# [ASSIGNMENT]
Render this sentence from the Hamlet notes below into Spanish: "It will be so high a peak that it scrapes against heaven and makes Mount Ossa look like a wart."

[TEXT SHOWN Boundary: Start]

And thus a while the fit will work on him.
Anon, as patient as the female dove
When that her golden couplets are disclosed,
His silence will sit drooping.
a) Hear you, sir.
What is the reason that you use me thus?
I loved you ever. But it is no matter.
Let Hercules himself do what he may,
The cat will mew and dog will have his day. 1. Hamlet is speaking
2. Gertrude, Claudius, Laertes
3. (first part) Damn it, show me what you're going to do for her. Will you cry? Fight? Stop eating? Cut yourself? Drink vinegar? Eat a crocodile? I'll do all that. Did you come here to whine? To outdo me by jumping into her grave so theatrically? To be buried alive with her? So will I. And if you rattle on about mountains, then let them throw millions of acres over us. It will be so high a peak that it scrapes against heaven and makes Mount Ossa look like a wart. See? I can talk crazy as well as you.
4. Hamlet wants to prove to Laertes that he too is a man of action and loved Ophelia. He may or may not be sincere, but this is a different Hamlet than the one who left for England. He claims to act and that he loved Ophelia, even though he was using her. Gertrude tries to cut in to stand up for Hamlet's lunacy, but Hamlet wants to fight own battles. The end is kind of return to the old Hamlet. There is a vague threat at the end as he decides to end the conversation and leave, which implies scheming, not action. Still, as he calms down and doesn't continue to rise agains Laertes like he did against his mother in the closet scene. a) Heaven make thee free of it. I follow thee.—
I am dead, Horatio.—Wretched queen, adieu!—
You that look pale and tremble at this chance,
That are but mutes or audience to this act,
Had I but time (as this fell sergeant, Death,
Is strict in his arrest), O, I could tell you—
But let it be.—Horatio, I am dead.
Thou livest. Report me and my cause aright
To the unsatisfied.
b) Never believe it.
I am more an antique Roman than a Dane.
Here's yet some liquor left.
(lifts the poisoned cup)
a) As thou'rt a man,
Give me the cup. Let go! By heaven, I'll have 't.
(takes cup from HORATIO)
O God, Horatio, what a wounded name,
Things standing thus unknown, shall live behind me!
If thou didst ever hold me in thy heart
Absent thee from felicity a while,
And in this harsh world draw thy breath in pain
To tell my story.
What warlike noise is this?
c) Young Fortinbras, with conquest come from Poland,
To th' ambassadors of England gives
This warlike volley.
a) O, I die, Horatio.
The potent poison quite o'ercrows my spirit.
I cannot live to hear the news from England.
But I do prophesy the election lights
On Fortinbras. He has my dying voice.
So tell him, with th' occurrents, more and less,
Which have solicited. The rest is silence.

[TEXT SHOWN Boundary: End]
[GIVEN ENTRIES Boundary: Start]

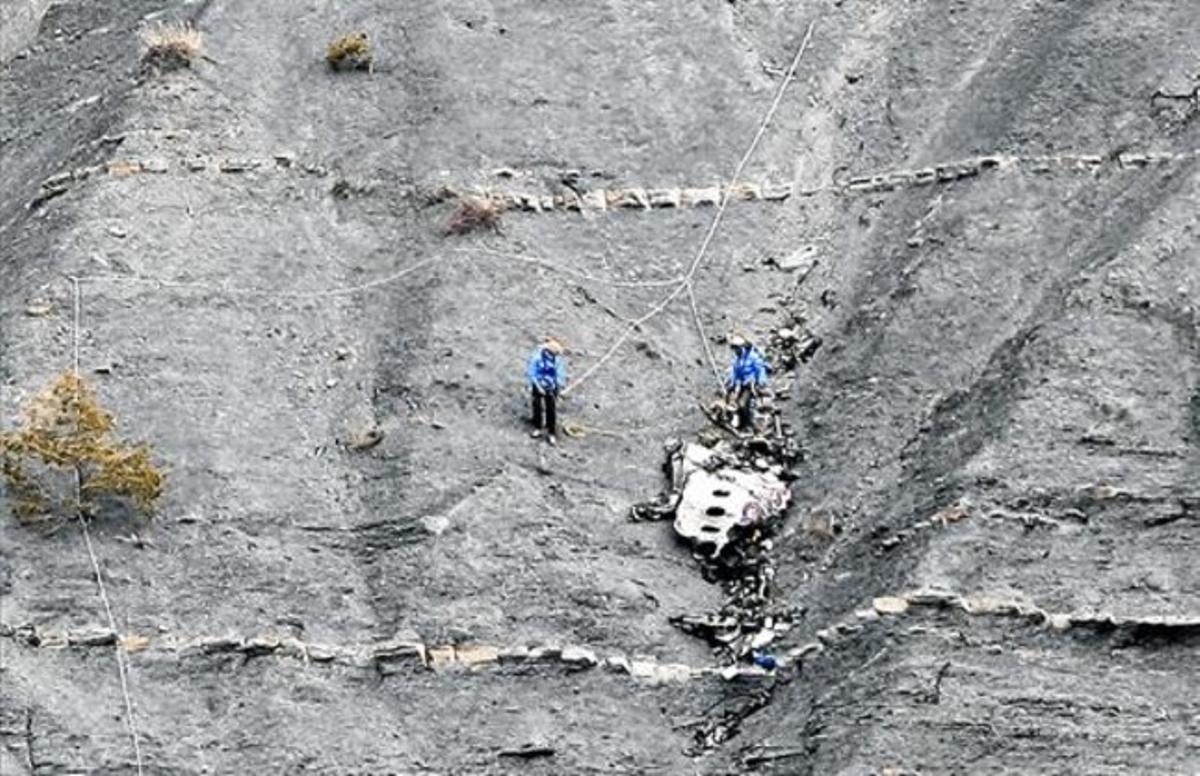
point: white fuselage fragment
(715, 501)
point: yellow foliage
(349, 52)
(66, 431)
(171, 46)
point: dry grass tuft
(475, 214)
(351, 52)
(821, 525)
(66, 435)
(172, 46)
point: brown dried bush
(475, 214)
(66, 434)
(171, 46)
(351, 52)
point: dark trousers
(545, 407)
(743, 398)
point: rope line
(685, 283)
(91, 553)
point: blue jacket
(546, 371)
(749, 368)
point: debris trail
(91, 553)
(685, 283)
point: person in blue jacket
(546, 373)
(748, 377)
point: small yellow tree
(66, 435)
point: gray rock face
(18, 24)
(363, 563)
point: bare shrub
(475, 214)
(171, 46)
(351, 52)
(66, 434)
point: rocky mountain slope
(987, 211)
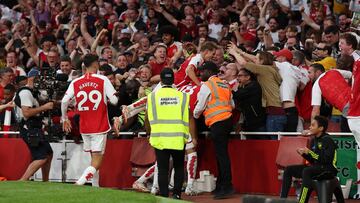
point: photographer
(31, 128)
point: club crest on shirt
(319, 145)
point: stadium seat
(287, 154)
(264, 199)
(142, 156)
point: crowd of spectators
(264, 48)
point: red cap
(284, 52)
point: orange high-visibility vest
(219, 107)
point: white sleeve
(26, 98)
(345, 73)
(110, 91)
(69, 94)
(316, 94)
(203, 98)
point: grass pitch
(39, 192)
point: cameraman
(31, 128)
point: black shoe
(176, 196)
(223, 194)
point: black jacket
(248, 100)
(323, 153)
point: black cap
(48, 38)
(169, 29)
(209, 65)
(20, 78)
(167, 76)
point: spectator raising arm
(262, 19)
(308, 20)
(95, 43)
(167, 15)
(90, 40)
(71, 33)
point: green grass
(39, 192)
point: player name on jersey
(89, 84)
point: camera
(51, 86)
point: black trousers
(308, 174)
(292, 116)
(163, 159)
(290, 172)
(220, 132)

[GIVEN ENTRIES Boundary: End]

# [EXERCISE RESULT]
Será un pico tan alto que rozará el cielo y hará que el monte Osa parezca una verruga.